**Problem to work on:** Your response should consist of the data that follows, repeated in full without alteration.
[Start of section]
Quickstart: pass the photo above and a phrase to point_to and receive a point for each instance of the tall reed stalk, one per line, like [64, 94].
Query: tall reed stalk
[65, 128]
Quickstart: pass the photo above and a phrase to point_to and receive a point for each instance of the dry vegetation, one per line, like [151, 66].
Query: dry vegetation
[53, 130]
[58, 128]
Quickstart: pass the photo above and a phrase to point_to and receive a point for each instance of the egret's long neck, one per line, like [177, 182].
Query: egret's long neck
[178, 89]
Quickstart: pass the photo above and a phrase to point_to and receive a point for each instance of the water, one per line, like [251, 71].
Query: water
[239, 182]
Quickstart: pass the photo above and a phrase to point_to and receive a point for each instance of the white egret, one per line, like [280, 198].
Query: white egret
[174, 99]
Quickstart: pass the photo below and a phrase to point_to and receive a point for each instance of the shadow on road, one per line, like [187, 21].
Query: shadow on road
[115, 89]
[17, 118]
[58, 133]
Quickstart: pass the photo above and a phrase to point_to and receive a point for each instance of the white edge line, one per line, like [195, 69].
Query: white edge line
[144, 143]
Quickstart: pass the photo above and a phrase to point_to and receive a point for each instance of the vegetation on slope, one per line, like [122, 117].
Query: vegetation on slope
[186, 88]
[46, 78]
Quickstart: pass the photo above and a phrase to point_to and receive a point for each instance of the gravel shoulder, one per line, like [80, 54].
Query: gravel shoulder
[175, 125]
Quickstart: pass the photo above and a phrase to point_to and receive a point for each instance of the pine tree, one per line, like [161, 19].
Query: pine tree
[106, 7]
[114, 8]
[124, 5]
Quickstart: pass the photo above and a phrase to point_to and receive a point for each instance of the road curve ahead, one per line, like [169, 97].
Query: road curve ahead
[End of section]
**Result for this task:**
Quickstart: pass the photo above and a phrase to point_to and receive a point for each instance of the tall reed stalk, one per line, like [64, 94].
Query: tall reed stalk
[65, 128]
Quickstart: pass the photo above and a phrase to point_to and receive a point for each instance of the dry vegetation, one per line, like [151, 66].
Query: dry vegetation
[53, 130]
[58, 128]
Quickstart: pass the photo above and a phrase to point_to and receive a point for each instance of the egret's long neck, one per line, like [177, 182].
Query: egret's long neck
[178, 89]
Quickstart: pass the photo above and a phrase to point_to and receive a point for each instance of the water, one per line, like [251, 71].
Query: water
[239, 182]
Quickstart: pass the photo above and a phrase to point_to and receive a point for each instance of the white egret, one per line, like [280, 198].
Query: white egret
[174, 99]
Quickstart: pass the photo below and a phrase to point_to and receive a point for each instance of the shadow on road, one per line, like [187, 21].
Query: shadow on road
[115, 89]
[17, 118]
[58, 133]
Quickstart: pass the photo above and a phrase to point_to and receive a point for each instance of the white edge line, one per line, like [195, 69].
Query: white edge line
[144, 143]
Quickstart: pass the photo above and a phrase to point_to and receive a point for each instance of the vegetation on slope, one per line, like [122, 117].
Query: vegetation on slope
[186, 88]
[46, 78]
Quickstart: pass the photo above and a phrase to point_to and receive a point for each instance of the gravel shoulder, one per line, like [80, 54].
Query: gravel shoulder
[175, 125]
Quickstart: pass the photo above and a phrase to point_to and receive a point for each instance of the pine tree, one per line, like [161, 19].
Query: pine tree
[106, 7]
[114, 8]
[124, 5]
Quickstart: pass the photo above and a phrase to point_to and receive a point for each instance of the road curve ahead, one per line, like [169, 97].
Query: road curve ahead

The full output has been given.